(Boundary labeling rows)
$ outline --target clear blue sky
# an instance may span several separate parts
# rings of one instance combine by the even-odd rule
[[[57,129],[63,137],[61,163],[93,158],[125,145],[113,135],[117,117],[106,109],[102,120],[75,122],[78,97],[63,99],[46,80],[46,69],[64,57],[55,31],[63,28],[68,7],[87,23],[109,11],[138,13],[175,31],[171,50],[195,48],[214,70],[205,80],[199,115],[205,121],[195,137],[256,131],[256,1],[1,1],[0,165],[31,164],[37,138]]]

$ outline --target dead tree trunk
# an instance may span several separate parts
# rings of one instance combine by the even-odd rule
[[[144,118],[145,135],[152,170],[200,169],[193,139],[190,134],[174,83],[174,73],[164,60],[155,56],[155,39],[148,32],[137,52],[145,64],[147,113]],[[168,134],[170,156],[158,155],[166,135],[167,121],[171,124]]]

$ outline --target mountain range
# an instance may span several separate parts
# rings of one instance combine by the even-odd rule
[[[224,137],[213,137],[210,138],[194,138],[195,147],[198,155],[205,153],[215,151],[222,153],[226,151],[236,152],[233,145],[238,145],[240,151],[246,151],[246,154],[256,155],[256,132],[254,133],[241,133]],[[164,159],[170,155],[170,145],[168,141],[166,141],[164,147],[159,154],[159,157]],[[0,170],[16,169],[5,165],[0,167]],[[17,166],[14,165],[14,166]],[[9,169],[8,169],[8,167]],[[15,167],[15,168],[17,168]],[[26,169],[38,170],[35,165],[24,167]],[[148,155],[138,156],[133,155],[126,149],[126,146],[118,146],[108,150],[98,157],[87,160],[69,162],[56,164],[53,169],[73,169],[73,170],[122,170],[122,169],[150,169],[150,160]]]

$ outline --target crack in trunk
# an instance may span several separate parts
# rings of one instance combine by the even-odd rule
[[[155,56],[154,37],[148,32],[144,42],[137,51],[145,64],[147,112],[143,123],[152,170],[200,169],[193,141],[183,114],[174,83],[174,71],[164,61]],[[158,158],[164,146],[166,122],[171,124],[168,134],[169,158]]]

[What is asked]: Render every line of the rows above as a numbered list, leaving out the blank lines.

[Result for this exercise]:
1. $ outline --target clear blue sky
2. # an instance may span several separate parts
3. # rings of one instance combine by the even-odd rule
4. [[[57,129],[63,137],[61,163],[93,158],[125,145],[113,135],[117,117],[106,109],[102,120],[75,122],[78,97],[63,99],[46,80],[46,69],[64,57],[55,31],[63,28],[68,7],[87,23],[109,11],[138,13],[175,31],[171,50],[195,48],[214,70],[205,80],[199,115],[205,121],[195,137],[256,131],[256,1],[1,1],[0,165],[31,164],[37,138]]]
5. $ outline --target dead tree trunk
6. # an instance may span several separate parts
7. # rings of one instance combine by the even-odd rule
8. [[[144,118],[145,135],[152,170],[200,169],[193,139],[190,134],[174,83],[174,73],[164,60],[155,56],[155,39],[148,32],[137,52],[145,64],[147,113]],[[168,134],[170,156],[158,155],[166,135],[167,121],[171,124]]]
9. $ outline --target mountain range
10. # an instance may span several separate parts
11. # rings of one instance combine by the even-odd rule
12. [[[224,137],[213,137],[210,138],[194,138],[195,147],[198,155],[205,153],[215,151],[222,153],[226,151],[236,152],[233,145],[238,145],[240,151],[246,151],[246,154],[256,155],[256,132],[254,133],[241,133]],[[164,159],[170,155],[170,145],[168,141],[166,141],[164,147],[159,154],[159,157]],[[0,170],[16,169],[5,165],[0,167]],[[17,166],[14,165],[14,166]],[[9,169],[8,169],[8,167]],[[15,167],[15,168],[17,168]],[[26,169],[38,170],[35,165],[24,167]],[[148,155],[138,156],[133,155],[126,149],[126,146],[118,146],[108,150],[98,157],[87,160],[69,162],[56,164],[53,169],[73,169],[73,170],[122,170],[122,169],[150,169],[150,160]]]
13. $ outline --target crack in trunk
14. # an instance may span several separate parts
15. # rings of one instance combine by the even-odd rule
16. [[[155,56],[154,37],[148,32],[144,42],[137,51],[145,64],[147,112],[143,123],[152,170],[200,169],[193,141],[183,114],[174,83],[174,71],[164,61]],[[158,158],[164,146],[166,122],[171,124],[168,134],[169,158]]]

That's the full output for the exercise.